+++ Excerpt provided +++

So at this point, you might be thinking, how can we get started? There's a lot of different ways to get started. This is a very, very simplistic view of the way that we like to do things at Pathfinder because we find that it really helps clients get their heads around how to go from where they are today to where they wanna be from an AI perspective. And some of you may may already have experiments in the works.

You may already have people enabled on AI, and that's great. But for the most part, what we've seen is either folks haven't started at all, or if they have started, it's been very ad hoc. They might have given some team members licenses to something like Copilot, or they've allowed some of their developers to experiment with GitHub Copilot. But they there hasn't really been a top down or bottom up effort to understand where AI can make the most impact for the organization and then roll it out from there.

So what we like to do is start by figuring out what users need. You know, we took a look at some of the Gartner use cases earlier. We found that while that can be valuable in some cases, the best way to figure out where I AI can make a difference is to start by talking directly to the practitioners, and by the team on the ground. And not by asking them where would you like to use AI in your job, but instead asking them, how do you do your job today?

What systems do you touch? What are the pain points? What are the challenges? What's annoying about it?

+++ Raw data +++

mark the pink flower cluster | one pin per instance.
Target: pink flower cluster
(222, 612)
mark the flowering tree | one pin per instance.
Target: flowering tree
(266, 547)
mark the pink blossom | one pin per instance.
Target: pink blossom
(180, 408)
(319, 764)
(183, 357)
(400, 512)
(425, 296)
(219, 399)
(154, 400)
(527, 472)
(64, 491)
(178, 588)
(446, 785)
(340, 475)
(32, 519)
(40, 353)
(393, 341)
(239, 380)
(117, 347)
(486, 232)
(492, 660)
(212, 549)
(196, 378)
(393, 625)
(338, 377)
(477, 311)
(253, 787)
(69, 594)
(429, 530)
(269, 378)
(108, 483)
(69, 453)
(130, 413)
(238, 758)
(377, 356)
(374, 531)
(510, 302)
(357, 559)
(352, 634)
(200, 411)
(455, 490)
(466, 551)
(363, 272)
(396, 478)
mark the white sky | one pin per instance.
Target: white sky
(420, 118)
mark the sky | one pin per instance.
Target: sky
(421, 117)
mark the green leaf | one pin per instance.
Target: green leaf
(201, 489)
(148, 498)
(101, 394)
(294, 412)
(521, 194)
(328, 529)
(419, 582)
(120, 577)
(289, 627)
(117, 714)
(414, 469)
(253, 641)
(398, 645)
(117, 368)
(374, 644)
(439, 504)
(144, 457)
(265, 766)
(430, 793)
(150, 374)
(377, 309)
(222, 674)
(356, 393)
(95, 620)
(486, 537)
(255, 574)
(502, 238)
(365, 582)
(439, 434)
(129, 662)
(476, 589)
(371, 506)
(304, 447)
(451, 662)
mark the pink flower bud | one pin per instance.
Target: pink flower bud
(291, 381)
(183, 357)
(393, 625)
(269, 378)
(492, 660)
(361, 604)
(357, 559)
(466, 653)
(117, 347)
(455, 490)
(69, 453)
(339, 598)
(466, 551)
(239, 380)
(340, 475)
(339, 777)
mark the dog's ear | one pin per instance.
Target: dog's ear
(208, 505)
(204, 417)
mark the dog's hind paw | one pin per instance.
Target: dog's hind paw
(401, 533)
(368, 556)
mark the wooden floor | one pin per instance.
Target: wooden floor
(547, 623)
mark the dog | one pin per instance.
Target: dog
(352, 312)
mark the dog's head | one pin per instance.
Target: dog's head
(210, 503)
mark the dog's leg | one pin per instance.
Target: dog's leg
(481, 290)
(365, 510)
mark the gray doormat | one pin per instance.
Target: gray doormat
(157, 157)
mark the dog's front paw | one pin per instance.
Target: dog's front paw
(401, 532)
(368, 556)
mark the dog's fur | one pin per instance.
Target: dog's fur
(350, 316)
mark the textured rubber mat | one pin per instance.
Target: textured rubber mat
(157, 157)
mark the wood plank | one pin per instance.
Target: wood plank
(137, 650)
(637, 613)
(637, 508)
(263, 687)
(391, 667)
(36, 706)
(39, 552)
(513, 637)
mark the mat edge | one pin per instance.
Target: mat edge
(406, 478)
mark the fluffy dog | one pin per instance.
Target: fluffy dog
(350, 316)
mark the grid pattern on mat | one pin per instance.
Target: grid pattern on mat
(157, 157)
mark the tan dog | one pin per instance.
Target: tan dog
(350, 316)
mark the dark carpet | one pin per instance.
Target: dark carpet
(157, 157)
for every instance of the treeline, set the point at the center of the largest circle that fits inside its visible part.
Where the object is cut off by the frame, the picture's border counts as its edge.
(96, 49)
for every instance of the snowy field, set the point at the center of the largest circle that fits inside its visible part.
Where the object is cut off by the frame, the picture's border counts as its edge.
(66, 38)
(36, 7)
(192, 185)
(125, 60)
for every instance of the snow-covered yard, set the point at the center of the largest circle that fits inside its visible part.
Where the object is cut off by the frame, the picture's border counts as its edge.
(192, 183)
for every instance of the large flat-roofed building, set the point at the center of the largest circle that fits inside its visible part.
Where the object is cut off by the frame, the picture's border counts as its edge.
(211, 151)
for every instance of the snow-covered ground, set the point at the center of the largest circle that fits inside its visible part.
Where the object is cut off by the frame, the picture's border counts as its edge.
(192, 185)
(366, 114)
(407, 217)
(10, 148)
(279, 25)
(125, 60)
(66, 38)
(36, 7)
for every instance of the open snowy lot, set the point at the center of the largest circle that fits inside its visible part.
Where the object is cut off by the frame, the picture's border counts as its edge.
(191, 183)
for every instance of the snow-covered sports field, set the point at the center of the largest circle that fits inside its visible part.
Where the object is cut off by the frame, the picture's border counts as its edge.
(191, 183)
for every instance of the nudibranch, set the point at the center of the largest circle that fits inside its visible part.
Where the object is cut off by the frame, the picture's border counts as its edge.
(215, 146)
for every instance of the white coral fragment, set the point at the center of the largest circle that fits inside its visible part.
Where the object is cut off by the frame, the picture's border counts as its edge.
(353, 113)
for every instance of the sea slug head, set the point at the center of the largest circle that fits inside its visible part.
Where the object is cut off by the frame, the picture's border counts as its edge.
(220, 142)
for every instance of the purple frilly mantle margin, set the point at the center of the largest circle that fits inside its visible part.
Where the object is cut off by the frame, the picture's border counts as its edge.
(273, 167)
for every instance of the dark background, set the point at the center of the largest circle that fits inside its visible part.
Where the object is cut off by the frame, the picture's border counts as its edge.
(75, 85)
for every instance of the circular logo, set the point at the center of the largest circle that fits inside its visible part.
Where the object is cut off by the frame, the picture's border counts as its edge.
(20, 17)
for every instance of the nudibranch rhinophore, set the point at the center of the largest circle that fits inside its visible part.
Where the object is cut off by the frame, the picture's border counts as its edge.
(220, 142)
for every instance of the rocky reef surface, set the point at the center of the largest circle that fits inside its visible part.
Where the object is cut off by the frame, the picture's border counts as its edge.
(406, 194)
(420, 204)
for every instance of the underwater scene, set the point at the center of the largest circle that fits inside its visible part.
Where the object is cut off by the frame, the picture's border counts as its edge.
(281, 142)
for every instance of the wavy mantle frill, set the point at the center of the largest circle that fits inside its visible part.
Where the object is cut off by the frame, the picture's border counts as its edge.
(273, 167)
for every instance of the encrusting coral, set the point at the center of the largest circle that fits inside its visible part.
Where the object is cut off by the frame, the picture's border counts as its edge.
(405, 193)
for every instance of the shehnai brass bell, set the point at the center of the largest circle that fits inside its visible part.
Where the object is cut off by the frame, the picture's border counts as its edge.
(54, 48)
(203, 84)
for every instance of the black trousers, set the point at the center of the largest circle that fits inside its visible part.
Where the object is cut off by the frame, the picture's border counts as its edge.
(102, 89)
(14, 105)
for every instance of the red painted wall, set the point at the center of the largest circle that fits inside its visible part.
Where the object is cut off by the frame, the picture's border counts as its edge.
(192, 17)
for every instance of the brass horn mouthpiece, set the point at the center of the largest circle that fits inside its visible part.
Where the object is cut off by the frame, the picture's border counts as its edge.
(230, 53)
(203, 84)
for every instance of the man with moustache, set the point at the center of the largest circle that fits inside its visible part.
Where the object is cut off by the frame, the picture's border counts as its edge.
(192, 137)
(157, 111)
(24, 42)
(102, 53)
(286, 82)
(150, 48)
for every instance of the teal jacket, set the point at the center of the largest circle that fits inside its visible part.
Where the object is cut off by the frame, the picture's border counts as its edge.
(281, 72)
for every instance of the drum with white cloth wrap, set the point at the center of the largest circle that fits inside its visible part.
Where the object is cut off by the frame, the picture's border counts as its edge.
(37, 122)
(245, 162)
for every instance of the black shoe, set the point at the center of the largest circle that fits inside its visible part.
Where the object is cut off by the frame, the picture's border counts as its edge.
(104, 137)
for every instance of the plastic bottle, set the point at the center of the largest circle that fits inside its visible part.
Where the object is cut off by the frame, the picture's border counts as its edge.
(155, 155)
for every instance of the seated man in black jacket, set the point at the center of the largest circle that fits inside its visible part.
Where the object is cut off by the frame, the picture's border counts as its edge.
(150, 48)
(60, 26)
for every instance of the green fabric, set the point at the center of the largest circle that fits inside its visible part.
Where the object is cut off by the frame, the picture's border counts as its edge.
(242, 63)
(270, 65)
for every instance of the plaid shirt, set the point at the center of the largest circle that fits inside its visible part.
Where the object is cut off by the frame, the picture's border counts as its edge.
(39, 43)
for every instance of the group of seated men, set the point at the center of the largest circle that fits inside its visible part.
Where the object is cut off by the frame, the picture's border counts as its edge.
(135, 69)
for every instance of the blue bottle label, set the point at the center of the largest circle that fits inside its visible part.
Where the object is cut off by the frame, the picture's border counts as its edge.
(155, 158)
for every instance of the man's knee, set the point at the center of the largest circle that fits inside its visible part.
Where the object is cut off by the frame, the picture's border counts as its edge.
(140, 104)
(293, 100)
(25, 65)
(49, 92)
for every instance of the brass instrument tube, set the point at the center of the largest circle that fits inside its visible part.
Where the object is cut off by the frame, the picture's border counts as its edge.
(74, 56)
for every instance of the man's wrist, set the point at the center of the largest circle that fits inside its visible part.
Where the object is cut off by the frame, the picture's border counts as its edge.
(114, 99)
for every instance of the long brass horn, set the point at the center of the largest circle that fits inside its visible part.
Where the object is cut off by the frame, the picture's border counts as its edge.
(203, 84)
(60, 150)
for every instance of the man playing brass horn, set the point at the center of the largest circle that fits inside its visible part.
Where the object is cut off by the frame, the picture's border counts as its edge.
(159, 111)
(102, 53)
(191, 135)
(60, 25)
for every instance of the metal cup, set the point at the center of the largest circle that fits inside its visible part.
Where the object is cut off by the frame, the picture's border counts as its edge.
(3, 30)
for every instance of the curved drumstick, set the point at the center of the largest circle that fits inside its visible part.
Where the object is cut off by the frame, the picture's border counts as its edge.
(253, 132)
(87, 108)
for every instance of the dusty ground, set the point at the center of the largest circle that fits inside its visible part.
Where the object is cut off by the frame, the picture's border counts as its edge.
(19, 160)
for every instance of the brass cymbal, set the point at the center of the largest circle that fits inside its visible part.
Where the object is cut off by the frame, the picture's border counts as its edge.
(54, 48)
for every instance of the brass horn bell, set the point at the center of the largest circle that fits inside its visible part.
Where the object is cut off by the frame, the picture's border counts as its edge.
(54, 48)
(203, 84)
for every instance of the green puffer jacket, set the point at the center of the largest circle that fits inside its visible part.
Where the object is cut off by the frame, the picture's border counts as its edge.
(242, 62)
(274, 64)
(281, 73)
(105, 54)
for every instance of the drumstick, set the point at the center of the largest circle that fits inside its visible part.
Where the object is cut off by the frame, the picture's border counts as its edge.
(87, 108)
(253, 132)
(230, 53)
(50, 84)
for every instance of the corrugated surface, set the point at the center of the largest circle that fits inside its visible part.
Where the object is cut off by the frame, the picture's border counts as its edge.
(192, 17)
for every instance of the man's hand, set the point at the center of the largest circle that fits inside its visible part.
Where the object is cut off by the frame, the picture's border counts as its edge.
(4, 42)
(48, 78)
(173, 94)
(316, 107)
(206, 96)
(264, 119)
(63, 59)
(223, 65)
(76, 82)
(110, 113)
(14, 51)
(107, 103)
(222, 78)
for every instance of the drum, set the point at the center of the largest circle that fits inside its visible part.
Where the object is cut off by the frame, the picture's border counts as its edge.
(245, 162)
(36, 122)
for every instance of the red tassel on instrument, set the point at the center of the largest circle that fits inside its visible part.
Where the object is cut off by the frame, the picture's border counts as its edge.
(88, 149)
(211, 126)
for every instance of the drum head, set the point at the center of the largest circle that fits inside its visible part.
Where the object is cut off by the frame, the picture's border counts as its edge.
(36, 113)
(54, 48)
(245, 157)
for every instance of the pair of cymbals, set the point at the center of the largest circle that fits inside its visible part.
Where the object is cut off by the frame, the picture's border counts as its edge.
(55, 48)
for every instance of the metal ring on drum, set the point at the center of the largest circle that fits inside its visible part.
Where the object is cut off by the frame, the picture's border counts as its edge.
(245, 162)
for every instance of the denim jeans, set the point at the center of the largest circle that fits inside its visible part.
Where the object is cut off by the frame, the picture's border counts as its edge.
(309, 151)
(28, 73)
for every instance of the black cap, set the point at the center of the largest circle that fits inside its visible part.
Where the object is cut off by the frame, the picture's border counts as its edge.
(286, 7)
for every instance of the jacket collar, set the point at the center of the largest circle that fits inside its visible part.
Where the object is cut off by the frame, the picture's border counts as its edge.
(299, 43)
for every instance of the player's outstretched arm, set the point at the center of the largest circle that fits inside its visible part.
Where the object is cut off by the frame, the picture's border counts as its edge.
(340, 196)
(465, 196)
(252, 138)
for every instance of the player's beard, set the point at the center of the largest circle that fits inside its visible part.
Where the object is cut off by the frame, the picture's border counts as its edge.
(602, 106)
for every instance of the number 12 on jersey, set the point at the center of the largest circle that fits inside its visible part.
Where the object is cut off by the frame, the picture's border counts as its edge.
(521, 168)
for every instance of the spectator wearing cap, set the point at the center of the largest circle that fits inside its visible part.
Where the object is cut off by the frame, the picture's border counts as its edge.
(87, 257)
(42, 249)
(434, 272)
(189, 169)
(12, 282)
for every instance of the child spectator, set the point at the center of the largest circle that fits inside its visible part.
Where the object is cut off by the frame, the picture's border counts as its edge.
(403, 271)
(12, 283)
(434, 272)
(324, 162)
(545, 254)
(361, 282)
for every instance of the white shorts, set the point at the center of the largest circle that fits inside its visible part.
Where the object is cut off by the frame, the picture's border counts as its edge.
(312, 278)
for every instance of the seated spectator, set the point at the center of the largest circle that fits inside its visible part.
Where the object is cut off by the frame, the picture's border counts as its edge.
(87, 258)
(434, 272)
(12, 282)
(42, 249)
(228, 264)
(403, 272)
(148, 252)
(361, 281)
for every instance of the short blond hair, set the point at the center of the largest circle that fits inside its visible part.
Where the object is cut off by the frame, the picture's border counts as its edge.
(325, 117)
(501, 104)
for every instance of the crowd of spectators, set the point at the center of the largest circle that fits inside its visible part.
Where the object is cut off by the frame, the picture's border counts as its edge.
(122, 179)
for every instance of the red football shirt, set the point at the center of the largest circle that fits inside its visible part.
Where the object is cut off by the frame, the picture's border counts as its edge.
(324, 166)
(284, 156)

+++

• [What to do] Extend the talk on getting an organization started with AI, picking up right after its last line.

• [Task result]
What do you like about it? What if you could change one thing about the way your job works today, what would you change?

We've done that for a couple clients, and it's been really interesting because we found that in a lot of cases, the results we get by by asking these questions, and we do this via a survey that's very low touch. We're not taking people out of their day jobs and putting them in a room to gather requirements from them because everybody hates that. We found that we've get gotten some insights as as far as how people do their jobs and the pain points, that they experienced that was not on the leadership team's radar at all. And and they were very surprised and very grateful that we were able to extract that information. Because by doing that, we were then able to say, hey. Let's focus on this particular area because we know AI can help here, and we also know that it would make a big difference to your team.

So step one is figuring out what the users need and then starting to prioritize, okay. We wanna focus on this use case first.

Then the next important thing to do is to build something, even if it's imperfect, and get it in the hands of the users that are gonna be using it every day to make sure it's fit for purpose and get their feedback. We found that the best way to get value from AI is to build, test, improve, build, test, improve, and iterate like that very quickly so that you can go from a prototype to a hardened pilot, in some cases, in just a couple of weeks. By doing that in that way as opposed to waiting for weeks or months or however long to deliver a finished product to the users, you're able to gain a lot more benefits and a lot more feedback more quickly so that you're able to ultimately end up with something more robust in production and potentially months faster than you otherwise would have.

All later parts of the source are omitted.